[Start RECORDED INFORMATION]
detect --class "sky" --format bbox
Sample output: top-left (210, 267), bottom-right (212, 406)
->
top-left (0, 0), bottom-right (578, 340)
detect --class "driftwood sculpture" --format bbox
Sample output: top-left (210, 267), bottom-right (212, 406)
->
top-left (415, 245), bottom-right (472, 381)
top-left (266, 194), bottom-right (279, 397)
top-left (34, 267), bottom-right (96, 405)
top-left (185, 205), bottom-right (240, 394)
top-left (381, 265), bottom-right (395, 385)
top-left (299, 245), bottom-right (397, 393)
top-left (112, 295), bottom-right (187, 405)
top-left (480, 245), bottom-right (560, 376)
[End RECORDED INFORMATION]
*TASK*
Quote all the records exactly, please, leaving none out.

*RESULT OF THE TASK*
detect --class "sky" --format bbox
Sample output: top-left (210, 267), bottom-right (212, 406)
->
top-left (0, 0), bottom-right (578, 340)
detect --class "driftwood sculpture" --format bbox
Sample output: top-left (210, 267), bottom-right (212, 406)
->
top-left (415, 245), bottom-right (472, 381)
top-left (266, 194), bottom-right (279, 397)
top-left (34, 267), bottom-right (96, 405)
top-left (185, 205), bottom-right (240, 394)
top-left (381, 265), bottom-right (395, 385)
top-left (299, 245), bottom-right (397, 393)
top-left (112, 295), bottom-right (187, 405)
top-left (480, 245), bottom-right (560, 376)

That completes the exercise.